┌─ RECORDS SHOWN

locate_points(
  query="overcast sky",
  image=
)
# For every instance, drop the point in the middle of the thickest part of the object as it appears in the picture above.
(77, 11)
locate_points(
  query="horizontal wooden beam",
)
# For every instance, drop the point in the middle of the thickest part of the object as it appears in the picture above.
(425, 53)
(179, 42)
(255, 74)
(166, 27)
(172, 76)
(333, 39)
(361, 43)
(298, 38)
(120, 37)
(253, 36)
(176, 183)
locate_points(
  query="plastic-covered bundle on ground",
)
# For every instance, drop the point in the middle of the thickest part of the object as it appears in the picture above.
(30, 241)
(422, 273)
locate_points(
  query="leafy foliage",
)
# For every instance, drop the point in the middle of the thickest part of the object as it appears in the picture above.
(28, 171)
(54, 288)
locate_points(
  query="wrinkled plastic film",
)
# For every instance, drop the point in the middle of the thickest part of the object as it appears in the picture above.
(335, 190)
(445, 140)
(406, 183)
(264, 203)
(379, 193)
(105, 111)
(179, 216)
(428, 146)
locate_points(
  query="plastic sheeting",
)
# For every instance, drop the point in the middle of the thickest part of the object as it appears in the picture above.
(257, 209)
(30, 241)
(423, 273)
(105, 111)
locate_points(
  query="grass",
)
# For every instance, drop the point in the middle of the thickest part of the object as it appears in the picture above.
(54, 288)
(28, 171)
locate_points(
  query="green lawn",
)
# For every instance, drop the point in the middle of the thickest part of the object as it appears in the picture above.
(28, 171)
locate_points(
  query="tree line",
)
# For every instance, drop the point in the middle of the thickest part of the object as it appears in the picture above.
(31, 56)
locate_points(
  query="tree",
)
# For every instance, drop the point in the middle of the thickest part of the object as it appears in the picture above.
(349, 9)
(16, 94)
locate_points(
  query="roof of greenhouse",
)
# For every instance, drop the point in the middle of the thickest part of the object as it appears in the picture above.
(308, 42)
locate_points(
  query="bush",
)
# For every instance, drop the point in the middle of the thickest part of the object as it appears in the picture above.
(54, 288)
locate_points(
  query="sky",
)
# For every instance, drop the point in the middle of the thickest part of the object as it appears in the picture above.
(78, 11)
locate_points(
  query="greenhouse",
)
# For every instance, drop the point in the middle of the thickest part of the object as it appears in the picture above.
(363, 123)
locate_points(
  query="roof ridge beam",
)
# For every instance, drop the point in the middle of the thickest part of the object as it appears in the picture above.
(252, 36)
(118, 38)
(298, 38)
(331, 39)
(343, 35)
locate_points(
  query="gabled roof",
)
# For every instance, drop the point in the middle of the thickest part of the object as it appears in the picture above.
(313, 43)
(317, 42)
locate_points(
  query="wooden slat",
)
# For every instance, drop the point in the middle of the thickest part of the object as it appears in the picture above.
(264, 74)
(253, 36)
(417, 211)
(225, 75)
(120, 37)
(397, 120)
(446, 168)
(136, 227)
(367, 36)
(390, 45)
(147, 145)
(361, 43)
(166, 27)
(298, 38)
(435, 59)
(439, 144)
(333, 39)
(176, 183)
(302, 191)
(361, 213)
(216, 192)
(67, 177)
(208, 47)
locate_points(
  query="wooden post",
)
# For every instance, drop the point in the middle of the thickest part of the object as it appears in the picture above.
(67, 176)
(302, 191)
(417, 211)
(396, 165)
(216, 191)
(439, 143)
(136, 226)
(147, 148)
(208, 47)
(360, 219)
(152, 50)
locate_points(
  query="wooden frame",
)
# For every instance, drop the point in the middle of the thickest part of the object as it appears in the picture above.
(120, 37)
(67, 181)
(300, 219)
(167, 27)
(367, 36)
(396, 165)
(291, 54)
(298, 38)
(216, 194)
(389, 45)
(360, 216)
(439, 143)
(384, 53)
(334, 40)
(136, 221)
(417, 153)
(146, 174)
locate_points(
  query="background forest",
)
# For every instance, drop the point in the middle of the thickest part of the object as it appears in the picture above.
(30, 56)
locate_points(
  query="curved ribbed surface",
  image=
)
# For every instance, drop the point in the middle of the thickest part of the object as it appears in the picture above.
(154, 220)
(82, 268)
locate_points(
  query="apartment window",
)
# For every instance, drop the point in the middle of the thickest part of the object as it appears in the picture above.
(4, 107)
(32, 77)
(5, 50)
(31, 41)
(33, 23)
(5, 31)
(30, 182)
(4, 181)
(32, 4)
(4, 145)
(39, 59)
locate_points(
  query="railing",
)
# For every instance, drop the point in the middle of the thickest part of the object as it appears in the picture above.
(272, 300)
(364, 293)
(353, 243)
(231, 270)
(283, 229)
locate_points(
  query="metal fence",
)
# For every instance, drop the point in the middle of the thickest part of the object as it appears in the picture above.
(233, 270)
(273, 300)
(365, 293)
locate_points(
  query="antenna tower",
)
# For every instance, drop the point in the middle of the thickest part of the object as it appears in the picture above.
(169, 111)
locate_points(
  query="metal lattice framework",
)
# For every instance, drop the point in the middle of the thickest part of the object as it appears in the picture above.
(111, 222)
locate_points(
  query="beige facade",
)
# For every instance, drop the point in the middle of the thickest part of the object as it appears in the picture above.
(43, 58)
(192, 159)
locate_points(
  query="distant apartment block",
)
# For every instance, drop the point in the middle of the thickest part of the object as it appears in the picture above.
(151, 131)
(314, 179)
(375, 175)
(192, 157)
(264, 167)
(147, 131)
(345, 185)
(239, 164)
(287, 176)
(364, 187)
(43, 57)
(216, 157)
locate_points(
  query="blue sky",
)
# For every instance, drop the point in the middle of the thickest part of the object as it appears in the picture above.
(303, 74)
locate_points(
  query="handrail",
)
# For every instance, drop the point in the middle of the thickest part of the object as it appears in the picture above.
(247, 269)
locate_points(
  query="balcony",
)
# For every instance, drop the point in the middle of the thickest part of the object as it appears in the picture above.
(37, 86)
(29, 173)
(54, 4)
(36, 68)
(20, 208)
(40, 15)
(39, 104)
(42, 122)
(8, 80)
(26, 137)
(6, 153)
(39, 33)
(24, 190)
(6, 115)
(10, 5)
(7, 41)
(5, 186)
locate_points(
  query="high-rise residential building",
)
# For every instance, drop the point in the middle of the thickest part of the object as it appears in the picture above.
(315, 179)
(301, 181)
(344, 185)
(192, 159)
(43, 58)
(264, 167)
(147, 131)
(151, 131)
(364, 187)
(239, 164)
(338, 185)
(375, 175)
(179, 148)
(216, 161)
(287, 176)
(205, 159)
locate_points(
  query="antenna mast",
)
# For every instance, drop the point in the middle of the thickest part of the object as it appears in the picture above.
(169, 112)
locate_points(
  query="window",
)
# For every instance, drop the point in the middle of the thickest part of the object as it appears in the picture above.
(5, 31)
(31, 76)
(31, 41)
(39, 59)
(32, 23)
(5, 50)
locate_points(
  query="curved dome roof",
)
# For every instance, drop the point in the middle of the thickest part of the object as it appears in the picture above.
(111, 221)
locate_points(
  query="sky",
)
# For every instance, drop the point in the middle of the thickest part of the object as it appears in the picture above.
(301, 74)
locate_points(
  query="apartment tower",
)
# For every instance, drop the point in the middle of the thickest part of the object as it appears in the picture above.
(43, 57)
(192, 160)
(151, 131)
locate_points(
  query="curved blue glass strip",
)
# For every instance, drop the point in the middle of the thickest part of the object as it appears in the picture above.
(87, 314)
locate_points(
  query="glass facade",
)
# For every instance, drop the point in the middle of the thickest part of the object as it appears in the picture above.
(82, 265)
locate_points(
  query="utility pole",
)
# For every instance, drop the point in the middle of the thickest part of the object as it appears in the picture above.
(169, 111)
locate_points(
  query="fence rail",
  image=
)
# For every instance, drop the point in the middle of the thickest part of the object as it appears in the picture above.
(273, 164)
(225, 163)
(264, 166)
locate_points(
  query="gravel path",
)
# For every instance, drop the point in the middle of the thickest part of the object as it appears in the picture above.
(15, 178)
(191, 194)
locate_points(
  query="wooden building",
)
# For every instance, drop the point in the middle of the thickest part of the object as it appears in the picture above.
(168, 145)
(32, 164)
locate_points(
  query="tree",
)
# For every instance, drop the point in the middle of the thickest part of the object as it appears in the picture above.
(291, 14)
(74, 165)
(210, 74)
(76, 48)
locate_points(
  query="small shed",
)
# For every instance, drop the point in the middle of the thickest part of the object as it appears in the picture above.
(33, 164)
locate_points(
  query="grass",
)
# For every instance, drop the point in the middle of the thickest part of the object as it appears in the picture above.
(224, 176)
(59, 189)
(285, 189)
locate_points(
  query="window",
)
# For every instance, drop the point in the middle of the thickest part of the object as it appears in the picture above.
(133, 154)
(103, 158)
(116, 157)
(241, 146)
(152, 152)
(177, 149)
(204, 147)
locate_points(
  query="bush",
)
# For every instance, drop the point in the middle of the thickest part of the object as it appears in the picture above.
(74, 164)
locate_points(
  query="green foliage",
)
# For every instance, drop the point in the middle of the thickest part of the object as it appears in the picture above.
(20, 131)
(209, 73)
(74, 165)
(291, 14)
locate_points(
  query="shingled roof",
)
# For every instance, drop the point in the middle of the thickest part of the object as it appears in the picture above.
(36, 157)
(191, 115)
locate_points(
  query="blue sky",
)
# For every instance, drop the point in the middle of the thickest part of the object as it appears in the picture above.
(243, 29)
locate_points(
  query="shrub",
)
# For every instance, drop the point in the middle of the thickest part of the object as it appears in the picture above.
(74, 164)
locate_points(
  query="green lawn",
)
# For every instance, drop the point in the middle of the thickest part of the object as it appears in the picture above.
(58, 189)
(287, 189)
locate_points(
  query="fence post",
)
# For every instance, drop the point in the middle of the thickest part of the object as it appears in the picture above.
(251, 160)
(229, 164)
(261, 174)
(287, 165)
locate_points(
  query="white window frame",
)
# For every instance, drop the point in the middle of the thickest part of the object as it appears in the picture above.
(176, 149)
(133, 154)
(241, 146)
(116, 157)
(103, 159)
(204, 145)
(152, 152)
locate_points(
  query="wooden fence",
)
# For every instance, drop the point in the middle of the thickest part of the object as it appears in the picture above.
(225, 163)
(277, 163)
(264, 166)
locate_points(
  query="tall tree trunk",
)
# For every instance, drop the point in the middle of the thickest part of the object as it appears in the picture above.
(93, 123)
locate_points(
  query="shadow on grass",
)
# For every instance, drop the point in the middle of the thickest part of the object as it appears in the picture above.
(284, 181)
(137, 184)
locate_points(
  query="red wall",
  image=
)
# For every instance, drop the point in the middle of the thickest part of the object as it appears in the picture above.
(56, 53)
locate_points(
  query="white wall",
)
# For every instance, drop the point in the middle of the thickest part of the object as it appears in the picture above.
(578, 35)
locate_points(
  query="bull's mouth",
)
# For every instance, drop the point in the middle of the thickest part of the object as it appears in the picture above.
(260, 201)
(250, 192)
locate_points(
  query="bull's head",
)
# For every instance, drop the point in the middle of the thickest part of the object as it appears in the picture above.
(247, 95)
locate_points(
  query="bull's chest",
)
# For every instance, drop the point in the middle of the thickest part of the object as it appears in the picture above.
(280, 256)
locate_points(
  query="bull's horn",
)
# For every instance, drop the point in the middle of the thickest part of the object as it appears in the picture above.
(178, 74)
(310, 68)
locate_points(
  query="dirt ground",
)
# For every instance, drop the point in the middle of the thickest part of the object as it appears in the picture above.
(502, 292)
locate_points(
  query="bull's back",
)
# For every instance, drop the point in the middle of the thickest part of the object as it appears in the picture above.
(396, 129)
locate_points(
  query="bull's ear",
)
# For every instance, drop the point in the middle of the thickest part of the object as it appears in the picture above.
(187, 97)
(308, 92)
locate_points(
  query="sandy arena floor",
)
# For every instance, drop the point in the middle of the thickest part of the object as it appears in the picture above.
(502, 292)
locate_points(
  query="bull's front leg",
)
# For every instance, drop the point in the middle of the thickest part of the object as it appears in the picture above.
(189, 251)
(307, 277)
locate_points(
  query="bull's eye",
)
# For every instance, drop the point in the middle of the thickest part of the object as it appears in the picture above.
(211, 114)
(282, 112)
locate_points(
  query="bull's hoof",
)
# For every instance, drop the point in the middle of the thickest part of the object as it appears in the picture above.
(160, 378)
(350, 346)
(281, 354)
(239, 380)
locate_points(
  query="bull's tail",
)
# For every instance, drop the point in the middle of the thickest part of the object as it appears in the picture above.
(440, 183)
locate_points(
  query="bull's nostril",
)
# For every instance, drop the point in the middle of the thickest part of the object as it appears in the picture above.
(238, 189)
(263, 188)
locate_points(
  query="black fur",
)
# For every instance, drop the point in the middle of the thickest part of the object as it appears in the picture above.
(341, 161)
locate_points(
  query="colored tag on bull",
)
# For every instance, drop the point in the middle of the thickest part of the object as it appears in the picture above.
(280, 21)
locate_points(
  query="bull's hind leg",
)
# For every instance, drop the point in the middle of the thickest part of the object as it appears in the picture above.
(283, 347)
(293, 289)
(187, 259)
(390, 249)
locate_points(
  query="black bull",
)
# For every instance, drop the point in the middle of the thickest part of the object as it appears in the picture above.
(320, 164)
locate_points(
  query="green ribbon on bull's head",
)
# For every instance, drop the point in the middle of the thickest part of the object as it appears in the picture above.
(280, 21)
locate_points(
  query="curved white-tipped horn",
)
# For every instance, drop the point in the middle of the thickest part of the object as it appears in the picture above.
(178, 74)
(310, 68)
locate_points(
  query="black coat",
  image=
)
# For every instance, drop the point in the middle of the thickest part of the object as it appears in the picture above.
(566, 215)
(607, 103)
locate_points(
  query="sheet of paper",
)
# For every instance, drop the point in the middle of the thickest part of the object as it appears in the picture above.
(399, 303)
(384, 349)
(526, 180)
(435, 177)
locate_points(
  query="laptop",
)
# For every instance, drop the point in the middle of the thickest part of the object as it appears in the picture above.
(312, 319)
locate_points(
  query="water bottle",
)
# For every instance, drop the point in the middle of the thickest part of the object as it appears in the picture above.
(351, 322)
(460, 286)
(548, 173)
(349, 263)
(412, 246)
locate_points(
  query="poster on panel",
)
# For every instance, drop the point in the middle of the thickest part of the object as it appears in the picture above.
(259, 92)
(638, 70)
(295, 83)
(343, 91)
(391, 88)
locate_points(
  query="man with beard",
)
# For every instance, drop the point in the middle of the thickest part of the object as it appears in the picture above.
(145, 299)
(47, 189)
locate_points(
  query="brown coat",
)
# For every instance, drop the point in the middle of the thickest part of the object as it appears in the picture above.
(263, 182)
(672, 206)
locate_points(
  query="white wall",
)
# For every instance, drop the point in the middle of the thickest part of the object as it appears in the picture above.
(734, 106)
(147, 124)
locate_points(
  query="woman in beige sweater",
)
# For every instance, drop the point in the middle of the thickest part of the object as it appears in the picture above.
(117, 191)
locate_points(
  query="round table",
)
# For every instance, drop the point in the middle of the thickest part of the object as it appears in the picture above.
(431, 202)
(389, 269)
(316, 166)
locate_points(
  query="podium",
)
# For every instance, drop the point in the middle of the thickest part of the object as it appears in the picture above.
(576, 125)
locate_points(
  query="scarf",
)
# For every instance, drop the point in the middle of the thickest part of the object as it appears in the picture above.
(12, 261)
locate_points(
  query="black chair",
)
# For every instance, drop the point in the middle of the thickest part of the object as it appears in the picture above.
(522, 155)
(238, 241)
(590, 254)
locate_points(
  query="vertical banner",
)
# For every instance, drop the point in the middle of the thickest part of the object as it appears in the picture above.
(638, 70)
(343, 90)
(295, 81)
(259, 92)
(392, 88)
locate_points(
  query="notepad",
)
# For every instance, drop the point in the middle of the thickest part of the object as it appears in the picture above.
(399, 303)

└─

**PROBLEM TO WORK ON:** Count up the lines above in which the word "fence" appears, and give nothing but that count.

**TASK ANSWER:** 4